From the 1650s the "classical phase" began, retaining the atmospheric quality, but with more expressive compositions and stronger contrasts of light and colour. Compositions are often anchored by a single "heroic tree", windmill or tower, or ship in marine works. The leading artist was Jacob van Ruisdael (1628–1682), who produced a great quantity and variety of work, using every typical Dutch subject except the Italianate landscape (below); instead, he produced "Nordic" landscapes of dark and dramatic mountain pine forests with rushing torrents and waterfalls.

His pupil was Meindert Hobbema (1638–1709), best known for his atypical Avenue at Middelharnis (1689, London), a departure from his usual scenes of watermills and roads through woods. Two other artists with more personal styles, whose best work included larger pictures (up to a metre or more across), were Aelbert Cuyp (1620–1691) and Philips Koninck (1619–1688). Cuyp took golden Italian light and used it in evening scenes with a group of figures in the foreground and behind them a river and wide landscape. Koninck's best works are panoramic views, as from a hill, over wide flat farmlands, with a huge sky.

A different type of landscape, produced throughout the tonal and classical phases, was the romantic Italianate landscape, typically in more mountainous settings than are found in the Netherlands, with golden light, and sometimes picturesque Mediterranean staffage and ruins. Not all the artists who specialized in these had visited Italy. Jan Both (d. 1652), who had been to Rome and worked with Claude Lorrain, was a leading developer of the subgenre, which influenced the work of many painters of landscapes with Dutch settings, such as Aelbert Cuyp. Other artists who consistently worked in the style were Nicolaes Berchem (1620–1683) and Adam Pijnacker. Italianate landscapes were popular as prints, and more paintings by Berchem were reproduced in engravings during the period itself than those of any other artist.

--

■ Task 1: Reproduce the part of the passage on Dutch landscape painting that starts at "From the 1650s" and ends at "torrents and waterfalls.".
■ Task 2: Carry on the passage on Dutch landscape painting, picking up after its last sentence.

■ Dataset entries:
--

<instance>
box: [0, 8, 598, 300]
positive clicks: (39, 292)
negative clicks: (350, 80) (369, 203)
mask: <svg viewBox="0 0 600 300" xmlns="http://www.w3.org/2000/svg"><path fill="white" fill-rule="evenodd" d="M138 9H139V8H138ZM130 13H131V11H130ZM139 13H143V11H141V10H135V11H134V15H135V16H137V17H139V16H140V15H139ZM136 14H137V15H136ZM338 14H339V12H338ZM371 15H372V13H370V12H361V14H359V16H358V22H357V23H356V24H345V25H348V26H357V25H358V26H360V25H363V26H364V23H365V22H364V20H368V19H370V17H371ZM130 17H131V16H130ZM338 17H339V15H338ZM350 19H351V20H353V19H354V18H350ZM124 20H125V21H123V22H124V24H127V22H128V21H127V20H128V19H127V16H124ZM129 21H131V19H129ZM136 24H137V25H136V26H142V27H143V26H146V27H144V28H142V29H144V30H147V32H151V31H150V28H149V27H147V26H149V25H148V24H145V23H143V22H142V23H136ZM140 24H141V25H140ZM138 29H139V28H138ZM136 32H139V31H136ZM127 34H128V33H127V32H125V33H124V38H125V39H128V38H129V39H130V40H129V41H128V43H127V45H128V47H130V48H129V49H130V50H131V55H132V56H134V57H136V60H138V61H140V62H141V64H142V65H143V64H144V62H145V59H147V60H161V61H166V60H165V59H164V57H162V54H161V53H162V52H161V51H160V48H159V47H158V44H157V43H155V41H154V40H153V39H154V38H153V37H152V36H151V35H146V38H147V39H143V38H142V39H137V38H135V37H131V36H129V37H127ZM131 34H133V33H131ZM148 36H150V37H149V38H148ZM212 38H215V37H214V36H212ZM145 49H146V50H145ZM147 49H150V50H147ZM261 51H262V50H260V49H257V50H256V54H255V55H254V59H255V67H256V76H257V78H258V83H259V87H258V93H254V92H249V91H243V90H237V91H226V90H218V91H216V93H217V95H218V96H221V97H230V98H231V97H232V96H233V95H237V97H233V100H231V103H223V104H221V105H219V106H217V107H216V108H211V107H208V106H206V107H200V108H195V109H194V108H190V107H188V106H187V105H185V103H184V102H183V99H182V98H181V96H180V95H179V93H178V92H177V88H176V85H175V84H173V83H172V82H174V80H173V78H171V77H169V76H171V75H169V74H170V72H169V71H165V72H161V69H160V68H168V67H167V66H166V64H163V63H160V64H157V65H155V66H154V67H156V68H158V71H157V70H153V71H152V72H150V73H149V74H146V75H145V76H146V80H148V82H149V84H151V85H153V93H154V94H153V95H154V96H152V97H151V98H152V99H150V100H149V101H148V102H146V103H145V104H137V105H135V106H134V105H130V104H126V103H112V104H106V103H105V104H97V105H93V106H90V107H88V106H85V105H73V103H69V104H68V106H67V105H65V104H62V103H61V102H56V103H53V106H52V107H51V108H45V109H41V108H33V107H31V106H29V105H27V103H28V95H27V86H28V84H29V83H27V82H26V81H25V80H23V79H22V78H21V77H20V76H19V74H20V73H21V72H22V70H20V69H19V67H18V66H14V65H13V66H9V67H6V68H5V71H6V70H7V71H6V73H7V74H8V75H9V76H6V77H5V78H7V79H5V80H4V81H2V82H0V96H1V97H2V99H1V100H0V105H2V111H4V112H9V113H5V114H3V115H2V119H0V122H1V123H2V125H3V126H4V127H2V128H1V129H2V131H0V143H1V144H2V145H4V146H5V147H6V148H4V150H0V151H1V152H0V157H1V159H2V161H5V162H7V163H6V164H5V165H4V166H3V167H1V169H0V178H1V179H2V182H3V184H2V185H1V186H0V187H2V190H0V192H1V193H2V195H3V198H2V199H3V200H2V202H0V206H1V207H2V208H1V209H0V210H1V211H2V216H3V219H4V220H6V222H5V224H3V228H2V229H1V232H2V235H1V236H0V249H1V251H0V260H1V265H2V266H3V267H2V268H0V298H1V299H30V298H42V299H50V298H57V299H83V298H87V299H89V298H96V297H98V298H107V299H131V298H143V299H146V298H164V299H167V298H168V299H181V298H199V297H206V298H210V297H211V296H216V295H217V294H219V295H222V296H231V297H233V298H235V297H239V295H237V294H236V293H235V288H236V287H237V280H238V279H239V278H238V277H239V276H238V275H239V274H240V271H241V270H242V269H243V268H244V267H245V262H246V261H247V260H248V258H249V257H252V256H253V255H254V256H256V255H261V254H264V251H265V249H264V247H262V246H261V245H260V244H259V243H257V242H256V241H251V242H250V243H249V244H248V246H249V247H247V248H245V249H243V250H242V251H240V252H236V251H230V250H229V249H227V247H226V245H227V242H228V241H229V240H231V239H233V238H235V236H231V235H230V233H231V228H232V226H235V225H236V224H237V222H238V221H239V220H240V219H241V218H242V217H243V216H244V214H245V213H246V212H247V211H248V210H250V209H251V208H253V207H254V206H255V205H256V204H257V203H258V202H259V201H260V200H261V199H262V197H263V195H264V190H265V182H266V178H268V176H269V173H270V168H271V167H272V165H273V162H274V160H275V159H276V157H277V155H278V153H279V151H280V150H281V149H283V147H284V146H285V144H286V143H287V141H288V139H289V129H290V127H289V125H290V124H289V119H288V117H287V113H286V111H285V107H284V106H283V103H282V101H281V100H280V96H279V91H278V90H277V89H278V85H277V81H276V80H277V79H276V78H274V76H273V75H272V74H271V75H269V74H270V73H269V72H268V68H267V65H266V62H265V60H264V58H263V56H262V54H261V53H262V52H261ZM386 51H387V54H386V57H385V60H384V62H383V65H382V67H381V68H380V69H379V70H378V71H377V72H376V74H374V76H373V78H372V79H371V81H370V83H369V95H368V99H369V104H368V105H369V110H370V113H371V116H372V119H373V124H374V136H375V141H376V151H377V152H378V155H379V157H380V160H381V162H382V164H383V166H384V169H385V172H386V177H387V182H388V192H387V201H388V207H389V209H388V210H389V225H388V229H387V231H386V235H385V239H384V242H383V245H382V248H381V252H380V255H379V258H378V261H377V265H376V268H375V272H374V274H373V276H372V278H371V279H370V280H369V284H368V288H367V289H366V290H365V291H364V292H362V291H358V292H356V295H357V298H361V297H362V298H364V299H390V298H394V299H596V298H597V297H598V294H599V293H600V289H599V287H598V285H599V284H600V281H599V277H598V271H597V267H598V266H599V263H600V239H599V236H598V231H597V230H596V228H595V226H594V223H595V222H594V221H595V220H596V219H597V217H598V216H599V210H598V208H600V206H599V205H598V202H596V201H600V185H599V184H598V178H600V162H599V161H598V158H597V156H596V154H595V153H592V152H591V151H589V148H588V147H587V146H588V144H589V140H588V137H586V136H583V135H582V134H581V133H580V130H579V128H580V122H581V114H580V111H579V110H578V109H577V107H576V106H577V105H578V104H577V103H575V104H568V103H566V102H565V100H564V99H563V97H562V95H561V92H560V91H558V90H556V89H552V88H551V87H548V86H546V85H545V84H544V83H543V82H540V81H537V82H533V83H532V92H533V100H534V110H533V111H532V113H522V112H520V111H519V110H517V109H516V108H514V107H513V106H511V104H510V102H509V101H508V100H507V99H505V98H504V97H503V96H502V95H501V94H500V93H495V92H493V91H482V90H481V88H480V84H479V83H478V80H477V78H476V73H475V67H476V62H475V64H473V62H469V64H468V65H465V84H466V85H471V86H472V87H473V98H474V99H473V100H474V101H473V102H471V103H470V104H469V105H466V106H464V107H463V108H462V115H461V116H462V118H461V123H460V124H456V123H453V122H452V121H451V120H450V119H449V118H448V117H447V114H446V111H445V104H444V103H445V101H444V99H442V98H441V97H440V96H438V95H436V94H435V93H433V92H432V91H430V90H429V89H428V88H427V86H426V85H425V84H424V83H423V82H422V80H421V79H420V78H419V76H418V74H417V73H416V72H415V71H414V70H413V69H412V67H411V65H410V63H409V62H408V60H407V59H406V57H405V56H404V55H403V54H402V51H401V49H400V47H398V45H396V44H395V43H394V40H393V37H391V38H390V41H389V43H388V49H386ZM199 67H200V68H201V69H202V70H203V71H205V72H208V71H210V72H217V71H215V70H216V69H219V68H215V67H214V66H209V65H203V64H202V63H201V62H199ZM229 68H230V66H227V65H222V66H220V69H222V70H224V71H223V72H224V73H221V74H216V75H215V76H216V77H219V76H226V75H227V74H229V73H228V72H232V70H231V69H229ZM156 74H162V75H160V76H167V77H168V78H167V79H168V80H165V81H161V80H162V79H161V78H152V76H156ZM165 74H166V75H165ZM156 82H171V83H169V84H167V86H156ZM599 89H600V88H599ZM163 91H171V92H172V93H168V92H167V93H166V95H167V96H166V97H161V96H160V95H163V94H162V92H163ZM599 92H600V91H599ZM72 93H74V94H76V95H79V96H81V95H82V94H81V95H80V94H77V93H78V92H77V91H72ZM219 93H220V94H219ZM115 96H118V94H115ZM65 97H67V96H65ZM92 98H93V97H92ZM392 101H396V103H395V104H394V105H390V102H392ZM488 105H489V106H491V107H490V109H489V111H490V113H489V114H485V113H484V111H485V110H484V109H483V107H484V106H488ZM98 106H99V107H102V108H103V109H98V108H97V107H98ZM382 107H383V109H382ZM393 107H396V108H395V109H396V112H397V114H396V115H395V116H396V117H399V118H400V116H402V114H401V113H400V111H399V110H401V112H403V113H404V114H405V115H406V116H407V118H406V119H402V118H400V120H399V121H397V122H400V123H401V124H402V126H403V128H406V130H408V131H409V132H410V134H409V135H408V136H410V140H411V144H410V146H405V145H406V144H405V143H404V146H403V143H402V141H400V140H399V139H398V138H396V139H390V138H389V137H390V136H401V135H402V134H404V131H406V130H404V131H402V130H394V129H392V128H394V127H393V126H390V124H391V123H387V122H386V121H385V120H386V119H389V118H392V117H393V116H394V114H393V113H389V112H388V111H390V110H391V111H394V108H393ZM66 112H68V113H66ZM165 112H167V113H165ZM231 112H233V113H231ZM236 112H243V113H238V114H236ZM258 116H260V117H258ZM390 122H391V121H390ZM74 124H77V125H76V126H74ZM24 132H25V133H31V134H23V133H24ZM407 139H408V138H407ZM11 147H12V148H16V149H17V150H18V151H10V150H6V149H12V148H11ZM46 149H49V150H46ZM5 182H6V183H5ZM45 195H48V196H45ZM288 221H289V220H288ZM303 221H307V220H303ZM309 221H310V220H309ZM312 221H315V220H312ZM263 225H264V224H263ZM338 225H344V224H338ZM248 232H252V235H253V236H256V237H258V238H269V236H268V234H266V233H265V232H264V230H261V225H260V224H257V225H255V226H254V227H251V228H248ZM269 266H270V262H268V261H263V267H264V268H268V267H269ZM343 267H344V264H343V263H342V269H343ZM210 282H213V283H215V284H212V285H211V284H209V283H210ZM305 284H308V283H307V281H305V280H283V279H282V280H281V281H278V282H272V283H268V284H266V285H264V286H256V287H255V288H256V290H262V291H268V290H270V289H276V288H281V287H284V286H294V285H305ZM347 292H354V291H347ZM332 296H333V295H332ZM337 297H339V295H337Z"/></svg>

--

■ Written answer 1:
From the 1650s the "classical phase" began, retaining the atmospheric quality, but with more expressive compositions and stronger contrasts of light and colour. Compositions are often anchored by a single "heroic tree", windmill or tower, or ship in marine works. The leading artist was Jacob van Ruisdael (1628–1682), who produced a great quantity and variety of work, using every typical Dutch subject except the Italianate landscape (below); instead, he produced "Nordic" landscapes of dark and dramatic mountain pine forests with rushing torrents and waterfalls.

■ Written answer 2:
A number of other artists do not fit in any of these groups, above all Rembrandt, whose relatively few painted landscapes show various influences, including some from Hercules Seghers (c. 1589–c. 1638); his very rare large mountain valley landscapes were a very personal development of 16th-century styles. Aert van der Neer (d. 1677) painted very small scenes of rivers at night or under ice and snow.

Landscapes with animals in the foreground were a distinct sub-type, and were painted by Cuyp, Paulus Potter (1625–1654), Albert Jansz. Klomp (1625–1688), Adriaen van de Velde (1636–1672) and Karel Dujardin (1626–1678, farm animals), with Philips Wouwerman painting horses and riders in various settings. The cow was a symbol of prosperity to the Dutch, hitherto overlooked in art, and apart from the horse by far the most commonly shown animal; goats were used to indicate Italy. Potter's The Young Bull is an enormous and famous portrait which Napoleon took to Paris (it later returned) though livestock analysts have noted from the depiction of the various parts of the anatomy that it appears to be a composite of studies of six different animals of widely different ages.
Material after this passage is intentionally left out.